Текст страницы:
================

Поэтому в «Зимней ночи 2.0», во-первых, мелькают стрелы, не дротики, а
во-вторых… Во-вторых Пастернак дает покойному коллеге урок просодии. В
предпоследней строфе у него один-единственный раз появляется
соблазнительное уменьшительное – «свечка» (вроде гумилевских «жердочки»,
«травки»; во всех иных местах стоит взрослое «свеча»; нужды в «свечке»
нет, вместо нее могло бы стоять, например, «на пламя дуло из угла»). «Све́чка»
– с ударением на первом слоге, потерянном Гумилевом в «древка́».
Ну, и еще одно обстоятельство… Пастернак, к тому времени объевшийся
Шекспиром, прекрасно (не хуже Бахтина) знает, что такое «древко» в богатой
культуре Ренессанса. Под стать «жару соблазна», если не более того.
«Зимняя ночь 2.0», ясно и непосредственно опирающаяся на оба свои
источника (старую «Зимнюю ночь» и гумилевский сонет), суть искреннее
искупление старых политических грехов, а заодно – стрелка (древко)
перехода на новые пути, совмещающие аполитизм, эротику и христианскую
мистику. Она, несомненно, одно из знаменитейших лирических стихотворений
новейшего времени и одновременно – программный опус Юрия Живаго, прямо
цитируемый в романе (кажется, в десятой главе). Но вот беда – эротика
здесь формальная, натянутая, вероятно, заданная программно. Забавно: если
это стихотворение и правда создано зимой 1945-1946 года, то оно написано
заведомо до начала жаркого романа Пастернака с Ольгой Ивинской,
датируемого октябрем 1946 года. Не факт – но характерно. Между тем, другие
стихи Юрия Живаго однозначно адресованы Ивинской.

================

Отобранные строки:
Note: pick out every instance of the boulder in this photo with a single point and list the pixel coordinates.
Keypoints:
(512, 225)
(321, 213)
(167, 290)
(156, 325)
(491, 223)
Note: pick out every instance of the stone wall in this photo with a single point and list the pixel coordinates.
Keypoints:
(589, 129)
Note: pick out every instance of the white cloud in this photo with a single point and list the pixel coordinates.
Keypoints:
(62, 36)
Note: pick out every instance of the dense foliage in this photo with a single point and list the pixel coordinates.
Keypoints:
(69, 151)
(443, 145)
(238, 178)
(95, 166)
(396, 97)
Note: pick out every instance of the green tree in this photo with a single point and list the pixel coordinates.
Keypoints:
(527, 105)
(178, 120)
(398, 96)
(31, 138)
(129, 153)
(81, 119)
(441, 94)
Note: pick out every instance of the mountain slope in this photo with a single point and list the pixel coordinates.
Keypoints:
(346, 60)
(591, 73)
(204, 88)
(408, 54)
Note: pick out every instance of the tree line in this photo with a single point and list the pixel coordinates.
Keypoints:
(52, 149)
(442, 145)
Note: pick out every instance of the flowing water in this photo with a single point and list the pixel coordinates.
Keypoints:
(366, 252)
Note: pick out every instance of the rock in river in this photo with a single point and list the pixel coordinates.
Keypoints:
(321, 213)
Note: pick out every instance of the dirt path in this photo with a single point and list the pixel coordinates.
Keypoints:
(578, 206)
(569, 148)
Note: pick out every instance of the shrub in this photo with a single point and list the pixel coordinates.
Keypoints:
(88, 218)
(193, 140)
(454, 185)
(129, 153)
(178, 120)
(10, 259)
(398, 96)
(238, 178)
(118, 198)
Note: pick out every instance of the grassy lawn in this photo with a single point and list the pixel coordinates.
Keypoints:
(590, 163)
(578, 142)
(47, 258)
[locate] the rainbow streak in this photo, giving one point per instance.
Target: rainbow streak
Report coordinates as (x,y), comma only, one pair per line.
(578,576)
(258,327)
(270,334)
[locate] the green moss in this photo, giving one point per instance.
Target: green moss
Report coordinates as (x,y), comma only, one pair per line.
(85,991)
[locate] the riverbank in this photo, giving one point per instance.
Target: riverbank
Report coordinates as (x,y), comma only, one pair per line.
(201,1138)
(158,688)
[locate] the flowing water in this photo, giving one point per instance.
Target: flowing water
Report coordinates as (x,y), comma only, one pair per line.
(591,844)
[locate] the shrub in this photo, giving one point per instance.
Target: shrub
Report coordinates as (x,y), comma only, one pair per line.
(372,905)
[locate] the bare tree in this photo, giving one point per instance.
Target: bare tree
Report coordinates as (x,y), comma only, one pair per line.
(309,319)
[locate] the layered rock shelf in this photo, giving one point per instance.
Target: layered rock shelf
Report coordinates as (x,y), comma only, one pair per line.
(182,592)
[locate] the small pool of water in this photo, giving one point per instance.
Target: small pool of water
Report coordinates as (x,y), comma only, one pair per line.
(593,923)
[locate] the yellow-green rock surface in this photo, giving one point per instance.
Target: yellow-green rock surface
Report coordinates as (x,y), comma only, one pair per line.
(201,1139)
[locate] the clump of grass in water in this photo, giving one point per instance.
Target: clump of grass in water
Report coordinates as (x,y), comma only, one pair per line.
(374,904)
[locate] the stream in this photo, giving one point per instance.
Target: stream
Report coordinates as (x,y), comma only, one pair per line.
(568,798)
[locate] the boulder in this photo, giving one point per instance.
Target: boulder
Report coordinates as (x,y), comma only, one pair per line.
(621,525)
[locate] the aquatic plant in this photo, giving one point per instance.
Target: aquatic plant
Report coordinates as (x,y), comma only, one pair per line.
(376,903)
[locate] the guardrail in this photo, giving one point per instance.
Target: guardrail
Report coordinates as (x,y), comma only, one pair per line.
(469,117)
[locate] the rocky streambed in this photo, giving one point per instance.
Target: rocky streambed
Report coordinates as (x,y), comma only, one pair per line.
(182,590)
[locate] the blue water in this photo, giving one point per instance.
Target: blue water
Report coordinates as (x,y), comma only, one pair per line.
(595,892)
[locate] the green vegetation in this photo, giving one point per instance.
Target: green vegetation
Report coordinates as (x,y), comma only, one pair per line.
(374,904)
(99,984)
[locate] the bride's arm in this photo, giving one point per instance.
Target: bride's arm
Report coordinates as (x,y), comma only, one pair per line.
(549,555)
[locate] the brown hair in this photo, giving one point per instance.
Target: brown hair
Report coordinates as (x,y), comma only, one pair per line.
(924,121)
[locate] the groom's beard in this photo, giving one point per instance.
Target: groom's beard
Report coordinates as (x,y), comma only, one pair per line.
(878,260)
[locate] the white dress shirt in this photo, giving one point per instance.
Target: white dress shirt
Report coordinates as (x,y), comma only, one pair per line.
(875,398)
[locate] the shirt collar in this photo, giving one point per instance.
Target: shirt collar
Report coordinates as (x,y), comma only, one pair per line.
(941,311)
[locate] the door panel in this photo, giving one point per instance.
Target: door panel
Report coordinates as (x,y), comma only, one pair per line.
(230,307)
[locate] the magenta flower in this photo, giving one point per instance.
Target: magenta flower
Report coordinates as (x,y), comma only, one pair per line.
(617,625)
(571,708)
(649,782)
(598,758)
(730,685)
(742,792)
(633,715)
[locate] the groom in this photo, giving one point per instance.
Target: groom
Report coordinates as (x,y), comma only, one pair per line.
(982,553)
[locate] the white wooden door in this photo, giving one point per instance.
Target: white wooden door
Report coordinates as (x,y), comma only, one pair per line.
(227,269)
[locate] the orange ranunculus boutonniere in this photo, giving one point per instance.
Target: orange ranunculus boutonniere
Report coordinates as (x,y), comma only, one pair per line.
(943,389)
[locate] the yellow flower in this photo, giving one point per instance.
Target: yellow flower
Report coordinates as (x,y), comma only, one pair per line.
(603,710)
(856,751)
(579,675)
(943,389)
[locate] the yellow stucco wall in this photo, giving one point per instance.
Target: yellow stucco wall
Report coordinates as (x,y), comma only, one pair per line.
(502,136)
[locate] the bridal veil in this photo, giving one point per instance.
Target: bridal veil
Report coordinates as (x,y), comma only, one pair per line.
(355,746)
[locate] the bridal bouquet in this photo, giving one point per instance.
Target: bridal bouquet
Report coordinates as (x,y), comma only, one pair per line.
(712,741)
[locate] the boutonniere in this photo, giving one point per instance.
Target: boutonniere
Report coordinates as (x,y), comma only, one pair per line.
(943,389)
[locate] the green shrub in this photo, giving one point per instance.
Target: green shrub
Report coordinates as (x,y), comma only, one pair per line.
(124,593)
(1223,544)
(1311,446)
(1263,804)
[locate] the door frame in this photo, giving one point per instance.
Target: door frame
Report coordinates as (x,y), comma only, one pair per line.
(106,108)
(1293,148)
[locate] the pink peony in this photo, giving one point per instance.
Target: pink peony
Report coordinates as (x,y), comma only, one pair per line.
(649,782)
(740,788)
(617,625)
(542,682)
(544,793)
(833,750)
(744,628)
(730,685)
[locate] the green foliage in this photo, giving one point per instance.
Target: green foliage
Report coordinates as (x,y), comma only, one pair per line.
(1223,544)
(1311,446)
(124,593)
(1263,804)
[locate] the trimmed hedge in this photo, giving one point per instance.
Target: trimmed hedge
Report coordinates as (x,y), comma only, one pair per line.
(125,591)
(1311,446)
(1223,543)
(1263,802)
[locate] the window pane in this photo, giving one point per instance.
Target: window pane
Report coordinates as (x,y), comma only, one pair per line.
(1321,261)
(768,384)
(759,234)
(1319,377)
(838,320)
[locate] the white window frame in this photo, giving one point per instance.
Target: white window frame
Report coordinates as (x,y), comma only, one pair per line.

================

Задание 1: Отредактируйте фрагмент текста о «Зимней ночи», начиная со слов «перехода на новые» и продолжая вплоть до слов «однозначно адресованы Ивинской.»: перепишите его, заменив «жаркого романа» на «бурного романа».
Задание 2: Как могло бы продолжиться рассуждение в тексте о «Зимней ночи» Пастернака? Продолжите этот текст, начав сразу после его последнего предложения.

Результат 1:
перехода на новые пути, совмещающие аполитизм, эротику и христианскую
мистику. Она, несомненно, одно из знаменитейших лирических стихотворений
новейшего времени и одновременно – программный опус Юрия Живаго, прямо
цитируемый в романе (кажется, в десятой главе). Но вот беда – эротика
здесь формальная, натянутая, вероятно, заданная программно. Забавно: если
это стихотворение и правда создано зимой 1945-1946 года, то оно написано
заведомо до начала бурного романа Пастернака с Ольгой Ивинской,
датируемого октябрем 1946 года. Не факт – но характерно. Между тем, другие
стихи Юрия Живаго однозначно адресованы Ивинской.

Результат 2:
Недаром чрезвычайно ясно мыслящий Дмитрий Быков в своей биографии
Пастернака пишет, что поэт, как ни странно, не очень любил «Зимнюю ночь
2.0». Как вы думаете, почему?
Быков: «Тоскуя по Ивинской, он написал одно из лучших любовных
стихотворений двадцатого века — «Свидание». «Как будто бы железом,
обмокнутым в сурьму, тебя вели нарезом по сердцу моему» — есть ли в
русской литературе более лаконичное, и страшное, и исчерпывающее
определение любви? По свидетельству Вознесенского, Пастернак недолюбливал
чересчур «альбомную» «Зимнюю ночь» («Свеча горела») и ее поклонниц,— но
расцветал, когда при нем хвалили «Свидание»».
Итак, чересчур альбомную. В моем переводе – чересчур формальную.
В другом месте Быков пишет, как бы комментируя сказанное выше (раскаяние
Пастернака и его отказ от политики, а заодно, пожалуй, и от представлений
об историческом прогрессе):
««Доктор
Живаго»
в известном смысле был отрицанием русского психологического романа, каким
он сложился в девятнадцатом веке,— все попытки Пастернака написать роман,
в котором герои действовали бы согласно со своими убеждениями и волей,
покоряясь разве что социальному детерминизму, с 1919 по 1936 год терпели
систематический крах. Лишь музыкальный, а в некотором смысле и мистический
подход к истории, полный отказ от традиционного психологизма, от
устоявшегося восприятия образа и темы «лишнего человека» позволили
написать роман-поэму, роман-сказку, в котором не стоит искать бытовую
достоверность. «Доктор Живаго» — книга о том, как логика судьбы, частная
логика биографии поэта организует реальность ради того, чтобы на свет
появились шедевры — единственное оправдание эпохи. Вся русская революция
затеялась для того (или, если угодно, потому), что Юрия Живаго надо было
свести с Ларой, чтобы осуществилось чудо их уединенной любви в Варыкине,
чтобы написаны были «Зимняя ночь», «Свидание» и «Рождественская звезда».
Не человек служит эпохе — эпоха развертывается так, чтобы человек
осуществил себя с наибольшей выразительностью и свободой; герой — не
жертва обстоятельств, а их хозяин, тем более полновластный, что ничего не
знает об этом и действует исключительно по наитию, как инструмент
владеющей им силы».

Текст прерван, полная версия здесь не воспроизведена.